For a team on the outside looking in at the top 25 polls, the place-kicking situation/crisis is the most glaring facet of the Irish team that reeks of untop25-ishness. Not that it keeps voters from considering Notre Dame over, say, this week’s opponent, 22nd-ranked North Carolina (4-1) and other cusp teams, but that at some point it figures to come back to bite the Irish (4-1) in a close game.

For now, Brandon Walker’s 1-for-7 inaccuracy on field goals this season --including two misses Saturday against Stanford -- is at times sucking the confidence out of Weis’ team and confidence -- that much-needed quality for a winning program -- is still otherwise in a fragile/building phase for the Irish.

Early this week Weis will once again try out on place kicks kickoff man Ryan Burkhart, a junior who has lost every kicking competition in practice to sophomore Walker the past season and a half, most of them by wide margins. He’ll also try the stronger-legged Walker kicking off. The Irish are one of just 15 teams in the 119-school FBS that has not recorded a single touchback this season.

Improving on kickoffs and field goals won’t alone lift the Irish to top-25 status. Here are five fixes -- perhaps easier fixes than getting the overall kicking game to click -- that could vault the Irish in the direction of getting ranked. Interestingly, they face a team Saturday in Chapel Hill, N.C., that sort of mirrors the same strengths and flaws.

Rushing Offense
The Irish stand at No. 105 out of the 119 FBS schools. North Carolina is No. 89. For comparison’s sake of what a top 25 team should look like, let’s go right to the top, to No. 1-ranked Oklahoma. The Sooners are a modest 40th in rushing offense and that’s really all the Irish need to be. That’s enough to complement a passing attack that’s fourth in the nation. The Sooners’ are fifth in total offense and fourth in scoring offense.

So how do the Irish get there? They need to continue to set the run up with the pass. In the past two weeks, sophomore quarterback Jimmy Clausen has climbed from 71stt to 40th nationally in passing efficiency and produced his two biggest passing-yardage days. His proficiency, more spread formations and large doses of sophomore running back Armando Allen seem to be the best way to get back in the running.

Sacks/Tackles For Loss
The Irish finally started making gains in these areas Saturday against Stanford, but still check in at 93rd in sacks and 100th in tackles for loss. North Carolina, by comparison, is 93/37. Oklahoma is 3/3.

**Dataset extract**:
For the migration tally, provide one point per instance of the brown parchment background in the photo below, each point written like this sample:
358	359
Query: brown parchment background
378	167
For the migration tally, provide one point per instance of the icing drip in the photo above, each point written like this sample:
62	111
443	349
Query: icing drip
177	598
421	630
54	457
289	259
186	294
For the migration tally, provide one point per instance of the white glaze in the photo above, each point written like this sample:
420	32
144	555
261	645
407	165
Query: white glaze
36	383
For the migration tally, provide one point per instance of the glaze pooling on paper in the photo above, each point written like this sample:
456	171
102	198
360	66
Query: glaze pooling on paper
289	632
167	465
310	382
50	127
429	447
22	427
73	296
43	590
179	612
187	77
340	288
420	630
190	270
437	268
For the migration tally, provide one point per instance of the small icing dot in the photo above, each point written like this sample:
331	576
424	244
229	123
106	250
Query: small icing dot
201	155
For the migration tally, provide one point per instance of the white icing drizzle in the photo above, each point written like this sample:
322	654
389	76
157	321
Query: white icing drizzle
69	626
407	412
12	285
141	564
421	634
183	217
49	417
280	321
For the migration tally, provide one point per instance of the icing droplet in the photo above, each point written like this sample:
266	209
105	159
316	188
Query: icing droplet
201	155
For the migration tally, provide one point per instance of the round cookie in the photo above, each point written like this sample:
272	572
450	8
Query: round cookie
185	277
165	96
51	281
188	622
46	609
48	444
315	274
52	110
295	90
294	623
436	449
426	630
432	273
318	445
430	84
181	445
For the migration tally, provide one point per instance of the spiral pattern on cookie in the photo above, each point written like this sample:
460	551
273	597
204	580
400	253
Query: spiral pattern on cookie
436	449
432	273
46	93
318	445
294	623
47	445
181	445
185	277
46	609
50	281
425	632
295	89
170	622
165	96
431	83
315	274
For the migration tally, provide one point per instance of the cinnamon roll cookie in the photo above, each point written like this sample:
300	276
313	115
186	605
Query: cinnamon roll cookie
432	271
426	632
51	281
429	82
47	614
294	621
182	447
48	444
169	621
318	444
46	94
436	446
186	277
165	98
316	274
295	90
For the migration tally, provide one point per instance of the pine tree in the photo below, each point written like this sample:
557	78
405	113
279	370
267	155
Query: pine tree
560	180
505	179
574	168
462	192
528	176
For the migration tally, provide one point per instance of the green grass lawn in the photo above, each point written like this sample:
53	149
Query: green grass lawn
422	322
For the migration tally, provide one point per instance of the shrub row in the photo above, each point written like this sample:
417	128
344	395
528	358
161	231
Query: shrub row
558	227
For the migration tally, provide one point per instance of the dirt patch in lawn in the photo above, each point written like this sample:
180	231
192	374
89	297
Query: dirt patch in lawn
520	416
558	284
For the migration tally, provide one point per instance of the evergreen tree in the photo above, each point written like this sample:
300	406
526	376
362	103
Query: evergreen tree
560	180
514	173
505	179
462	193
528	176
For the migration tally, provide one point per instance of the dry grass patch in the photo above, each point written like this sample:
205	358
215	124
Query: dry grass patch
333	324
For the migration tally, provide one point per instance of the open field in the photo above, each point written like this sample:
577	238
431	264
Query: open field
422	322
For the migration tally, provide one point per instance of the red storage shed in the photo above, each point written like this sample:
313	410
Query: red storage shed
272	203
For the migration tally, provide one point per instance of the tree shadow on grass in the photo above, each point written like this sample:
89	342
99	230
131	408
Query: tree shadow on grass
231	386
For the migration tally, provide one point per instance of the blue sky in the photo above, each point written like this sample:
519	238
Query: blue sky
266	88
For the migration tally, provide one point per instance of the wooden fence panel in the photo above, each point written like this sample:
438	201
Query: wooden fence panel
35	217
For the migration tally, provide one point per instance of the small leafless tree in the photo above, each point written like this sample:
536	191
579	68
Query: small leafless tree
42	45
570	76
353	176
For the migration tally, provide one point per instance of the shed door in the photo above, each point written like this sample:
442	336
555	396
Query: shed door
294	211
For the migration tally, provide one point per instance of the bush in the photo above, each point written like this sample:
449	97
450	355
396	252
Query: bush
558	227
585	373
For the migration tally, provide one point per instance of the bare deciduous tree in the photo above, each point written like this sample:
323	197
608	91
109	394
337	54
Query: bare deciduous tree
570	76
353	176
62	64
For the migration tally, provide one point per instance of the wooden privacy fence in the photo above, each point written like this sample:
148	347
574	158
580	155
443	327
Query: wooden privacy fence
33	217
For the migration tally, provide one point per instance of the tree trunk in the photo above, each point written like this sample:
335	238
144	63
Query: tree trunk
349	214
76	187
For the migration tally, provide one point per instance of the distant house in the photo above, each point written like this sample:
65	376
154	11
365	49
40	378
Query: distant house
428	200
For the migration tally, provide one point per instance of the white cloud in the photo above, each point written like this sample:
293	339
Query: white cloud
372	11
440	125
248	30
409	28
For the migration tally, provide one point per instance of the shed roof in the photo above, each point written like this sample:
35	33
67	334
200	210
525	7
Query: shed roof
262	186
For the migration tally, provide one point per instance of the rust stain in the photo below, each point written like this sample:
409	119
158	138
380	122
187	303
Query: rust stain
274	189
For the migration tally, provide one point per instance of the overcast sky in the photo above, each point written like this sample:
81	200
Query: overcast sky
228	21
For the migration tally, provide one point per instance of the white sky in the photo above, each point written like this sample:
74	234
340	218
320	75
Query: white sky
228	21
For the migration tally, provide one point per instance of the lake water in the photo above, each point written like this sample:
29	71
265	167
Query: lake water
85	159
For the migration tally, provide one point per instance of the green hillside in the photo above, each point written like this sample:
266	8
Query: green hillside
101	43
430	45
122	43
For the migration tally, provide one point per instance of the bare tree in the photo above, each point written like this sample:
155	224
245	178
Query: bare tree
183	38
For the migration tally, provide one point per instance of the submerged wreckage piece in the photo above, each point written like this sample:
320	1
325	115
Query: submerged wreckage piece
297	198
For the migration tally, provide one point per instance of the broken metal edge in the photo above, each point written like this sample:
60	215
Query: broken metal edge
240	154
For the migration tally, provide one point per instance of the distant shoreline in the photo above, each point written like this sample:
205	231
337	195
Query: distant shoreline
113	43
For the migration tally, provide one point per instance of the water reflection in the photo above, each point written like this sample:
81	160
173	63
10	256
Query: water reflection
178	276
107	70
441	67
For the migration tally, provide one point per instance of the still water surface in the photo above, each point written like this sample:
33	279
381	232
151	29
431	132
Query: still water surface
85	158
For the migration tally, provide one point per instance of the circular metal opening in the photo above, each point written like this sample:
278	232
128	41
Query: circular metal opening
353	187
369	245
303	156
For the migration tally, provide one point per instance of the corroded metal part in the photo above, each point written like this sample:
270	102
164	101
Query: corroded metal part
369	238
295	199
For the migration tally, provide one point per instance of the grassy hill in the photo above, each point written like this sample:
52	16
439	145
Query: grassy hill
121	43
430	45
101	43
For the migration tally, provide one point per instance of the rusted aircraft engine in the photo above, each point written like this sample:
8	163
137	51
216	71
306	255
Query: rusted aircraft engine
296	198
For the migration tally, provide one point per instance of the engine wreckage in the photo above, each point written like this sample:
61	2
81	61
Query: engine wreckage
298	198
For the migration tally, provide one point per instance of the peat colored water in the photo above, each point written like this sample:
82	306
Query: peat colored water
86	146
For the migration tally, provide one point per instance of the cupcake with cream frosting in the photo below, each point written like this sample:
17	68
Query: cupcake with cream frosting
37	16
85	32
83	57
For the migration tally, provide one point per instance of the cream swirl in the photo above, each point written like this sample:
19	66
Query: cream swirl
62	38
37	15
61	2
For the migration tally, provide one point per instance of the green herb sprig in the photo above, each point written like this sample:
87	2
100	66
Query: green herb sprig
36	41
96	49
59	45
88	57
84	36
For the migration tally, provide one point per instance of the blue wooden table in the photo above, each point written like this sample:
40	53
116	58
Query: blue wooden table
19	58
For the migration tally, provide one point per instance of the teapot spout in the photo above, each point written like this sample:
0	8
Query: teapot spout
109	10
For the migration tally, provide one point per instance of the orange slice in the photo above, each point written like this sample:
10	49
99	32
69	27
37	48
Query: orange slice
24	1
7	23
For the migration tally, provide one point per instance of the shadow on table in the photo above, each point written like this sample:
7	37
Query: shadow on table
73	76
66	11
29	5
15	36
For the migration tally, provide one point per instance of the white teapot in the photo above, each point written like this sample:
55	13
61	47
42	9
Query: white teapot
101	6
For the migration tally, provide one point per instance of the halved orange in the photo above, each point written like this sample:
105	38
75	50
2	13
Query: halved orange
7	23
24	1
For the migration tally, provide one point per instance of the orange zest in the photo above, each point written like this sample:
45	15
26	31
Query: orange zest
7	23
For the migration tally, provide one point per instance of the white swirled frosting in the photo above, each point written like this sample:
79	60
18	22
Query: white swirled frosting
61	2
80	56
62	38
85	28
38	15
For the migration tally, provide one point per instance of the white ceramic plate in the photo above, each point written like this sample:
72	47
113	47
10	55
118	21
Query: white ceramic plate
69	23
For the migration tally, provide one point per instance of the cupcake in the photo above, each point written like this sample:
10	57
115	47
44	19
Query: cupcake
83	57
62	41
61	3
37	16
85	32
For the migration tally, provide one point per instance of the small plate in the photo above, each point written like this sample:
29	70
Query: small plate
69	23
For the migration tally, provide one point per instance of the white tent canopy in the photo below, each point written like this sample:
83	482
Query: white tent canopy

---

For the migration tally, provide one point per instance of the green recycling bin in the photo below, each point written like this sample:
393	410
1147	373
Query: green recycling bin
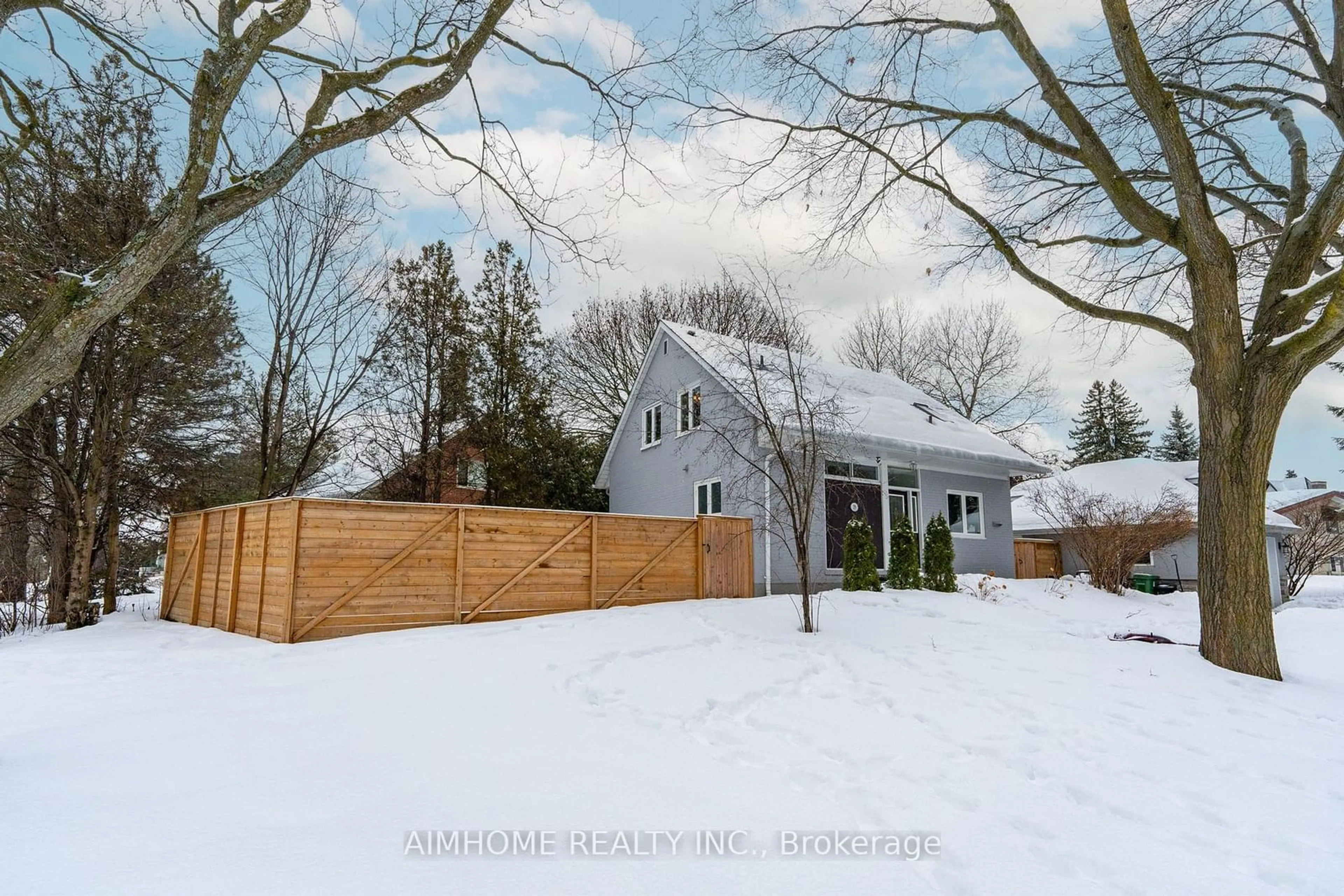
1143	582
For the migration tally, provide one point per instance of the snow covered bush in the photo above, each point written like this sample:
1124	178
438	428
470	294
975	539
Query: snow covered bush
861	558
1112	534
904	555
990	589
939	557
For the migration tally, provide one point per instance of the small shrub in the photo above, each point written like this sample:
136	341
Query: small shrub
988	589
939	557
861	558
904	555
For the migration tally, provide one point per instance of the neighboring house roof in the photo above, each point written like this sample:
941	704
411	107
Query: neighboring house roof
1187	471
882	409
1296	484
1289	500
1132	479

**What you need to do**:
Write out the stretch of the Notre Dame football article from "For now, Brandon" through "for the Irish.", word for word.

**Written solution**:
For now, Brandon Walker’s 1-for-7 inaccuracy on field goals this season --including two misses Saturday against Stanford -- is at times sucking the confidence out of Weis’ team and confidence -- that much-needed quality for a winning program -- is still otherwise in a fragile/building phase for the Irish.